**Stored dataset items:**
▼

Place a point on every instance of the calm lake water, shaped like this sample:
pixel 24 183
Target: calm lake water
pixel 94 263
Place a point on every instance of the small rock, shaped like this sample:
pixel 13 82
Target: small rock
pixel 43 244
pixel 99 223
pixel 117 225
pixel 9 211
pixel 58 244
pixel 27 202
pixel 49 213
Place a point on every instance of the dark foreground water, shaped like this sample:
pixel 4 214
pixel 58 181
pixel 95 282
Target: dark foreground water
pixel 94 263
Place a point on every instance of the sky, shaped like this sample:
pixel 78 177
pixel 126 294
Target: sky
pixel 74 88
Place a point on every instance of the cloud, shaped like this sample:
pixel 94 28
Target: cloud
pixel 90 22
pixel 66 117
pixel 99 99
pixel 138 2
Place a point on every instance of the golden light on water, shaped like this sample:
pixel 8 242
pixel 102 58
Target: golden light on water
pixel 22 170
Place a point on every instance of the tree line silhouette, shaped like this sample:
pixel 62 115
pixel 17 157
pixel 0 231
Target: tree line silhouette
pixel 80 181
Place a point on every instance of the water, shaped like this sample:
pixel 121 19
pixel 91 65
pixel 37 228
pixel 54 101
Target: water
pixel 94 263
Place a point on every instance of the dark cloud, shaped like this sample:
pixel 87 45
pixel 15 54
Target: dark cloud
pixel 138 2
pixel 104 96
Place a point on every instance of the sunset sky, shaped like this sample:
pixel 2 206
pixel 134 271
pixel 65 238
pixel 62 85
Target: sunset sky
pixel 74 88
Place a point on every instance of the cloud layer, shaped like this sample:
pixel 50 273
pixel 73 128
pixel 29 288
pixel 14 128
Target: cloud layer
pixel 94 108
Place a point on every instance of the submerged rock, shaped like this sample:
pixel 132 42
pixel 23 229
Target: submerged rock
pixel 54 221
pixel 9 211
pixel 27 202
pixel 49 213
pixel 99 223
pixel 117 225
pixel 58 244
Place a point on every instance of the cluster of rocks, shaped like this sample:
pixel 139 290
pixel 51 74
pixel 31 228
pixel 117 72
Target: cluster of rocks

▲

**Task brief:**
Only one number is wanted: how many lines of the data above include the word "rocks".

**Result:**
2